**Page extract**
Then, in the 21st chapter of Luke, we find a poor widow whose name is never even given.  All around her the wealthy are throwing their coins into trumpet-shaped offering receptacles.  While the clattering noise of many coins from wealthy worshippers resounds like a gong all around her, she quietly reaches into her purse and produces all she has.  The tink, tink of her tiny treasure goes  unheralded and unheard by everyone around her...except the One who matters most.  From across a crowded room, Jesus' ears tune in to this offering that comes from the bottom of her heart.  Financial fanfares don't catch the Lord's attention, but this gift given in humble sacrifice is enough to make Jesus stop and point it out to His disciples.  “Truly, I tell you, this poor widow has put in more than all of them.  For they all contributed out of their abundance, but she out of her poverty put in all she had to live on.”  What can a woman do?  We'll let this poor widow answer that question.

The Widow's Mite
What can a woman do?  Empowered by God's Spirit, she can do a lot!  Can a woman lead?  Can a woman speak God's word before crowds of people?  Can she exercise governing authority?  Can she become a hero?  Can she set an example?  God's perfect Word says that she can.  

Many people cite the Bible to try to prove that women are ill-equipped to serve, or that they are disqualified as leaders.  They say that people who allow women to have an important role in church aren't taking the Bible seriously, or that they aren't believing it in its entirety.  But it's because I take the Bible seriously and believe it in its entirety that I support women who want to lead and women who want to serve.  What can a woman do?  Empowered by God's Spirit, she can do a lot!  She can boldly say, "I can do all things through Christ who strengthens me (Philippians 4;13)!"

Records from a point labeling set
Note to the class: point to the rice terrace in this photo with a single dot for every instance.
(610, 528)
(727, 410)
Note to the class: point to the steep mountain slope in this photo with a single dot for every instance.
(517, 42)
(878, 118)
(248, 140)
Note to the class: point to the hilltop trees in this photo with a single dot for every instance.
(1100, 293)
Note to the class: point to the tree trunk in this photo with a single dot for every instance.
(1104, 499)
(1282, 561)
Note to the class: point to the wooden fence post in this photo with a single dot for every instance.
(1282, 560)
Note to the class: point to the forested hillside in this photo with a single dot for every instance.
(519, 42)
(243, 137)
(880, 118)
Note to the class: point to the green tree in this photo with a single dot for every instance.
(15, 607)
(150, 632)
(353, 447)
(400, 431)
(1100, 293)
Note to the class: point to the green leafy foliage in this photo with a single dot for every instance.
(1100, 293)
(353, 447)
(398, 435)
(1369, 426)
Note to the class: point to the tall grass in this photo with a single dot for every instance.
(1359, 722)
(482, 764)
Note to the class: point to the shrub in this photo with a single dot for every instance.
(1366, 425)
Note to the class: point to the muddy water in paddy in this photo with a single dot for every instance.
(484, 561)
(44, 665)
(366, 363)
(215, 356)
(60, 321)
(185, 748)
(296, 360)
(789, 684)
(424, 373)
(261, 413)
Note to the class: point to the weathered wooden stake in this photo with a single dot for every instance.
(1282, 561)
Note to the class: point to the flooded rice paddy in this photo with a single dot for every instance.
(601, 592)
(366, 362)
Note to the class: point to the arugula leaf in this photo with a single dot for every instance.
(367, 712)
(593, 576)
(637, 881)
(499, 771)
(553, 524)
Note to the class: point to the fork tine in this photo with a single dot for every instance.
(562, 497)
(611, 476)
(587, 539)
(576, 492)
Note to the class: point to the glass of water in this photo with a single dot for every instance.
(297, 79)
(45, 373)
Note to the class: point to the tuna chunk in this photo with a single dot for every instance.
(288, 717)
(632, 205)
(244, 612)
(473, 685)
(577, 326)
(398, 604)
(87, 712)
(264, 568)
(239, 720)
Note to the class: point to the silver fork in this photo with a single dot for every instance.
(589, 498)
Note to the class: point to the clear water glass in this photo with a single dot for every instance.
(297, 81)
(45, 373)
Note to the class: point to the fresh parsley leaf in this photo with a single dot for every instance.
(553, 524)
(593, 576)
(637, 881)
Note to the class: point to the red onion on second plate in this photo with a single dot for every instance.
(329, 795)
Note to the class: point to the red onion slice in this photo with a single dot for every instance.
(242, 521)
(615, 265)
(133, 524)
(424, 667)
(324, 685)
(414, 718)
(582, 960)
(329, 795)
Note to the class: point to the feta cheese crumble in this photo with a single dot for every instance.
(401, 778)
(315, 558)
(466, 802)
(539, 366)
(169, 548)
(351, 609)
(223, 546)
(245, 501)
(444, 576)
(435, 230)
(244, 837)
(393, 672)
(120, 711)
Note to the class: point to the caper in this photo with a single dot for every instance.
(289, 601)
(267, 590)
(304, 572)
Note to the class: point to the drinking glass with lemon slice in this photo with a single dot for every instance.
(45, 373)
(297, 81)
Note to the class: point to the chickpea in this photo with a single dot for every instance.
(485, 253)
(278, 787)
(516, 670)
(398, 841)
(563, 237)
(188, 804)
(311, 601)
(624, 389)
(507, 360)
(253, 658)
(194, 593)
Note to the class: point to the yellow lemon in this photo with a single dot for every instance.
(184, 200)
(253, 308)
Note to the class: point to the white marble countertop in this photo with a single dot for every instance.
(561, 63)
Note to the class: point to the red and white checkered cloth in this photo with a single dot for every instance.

**Exercise tasks**
(1) Transcribe the excerpt on the widow's offering between "The Widow's Mite" and "that she can.", inclusive.
(2) In the excerpt on the widow's offering, what were the wealthy throwing their coins into?

**Exercise responses**
(1)
The Widow's Mite
What can a woman do?  Empowered by God's Spirit, she can do a lot!  Can a woman lead?  Can a woman speak God's word before crowds of people?  Can she exercise governing authority?  Can she become a hero?  Can she set an example?  God's perfect Word says that she can.

(2) Trumpet-shaped offering receptacles.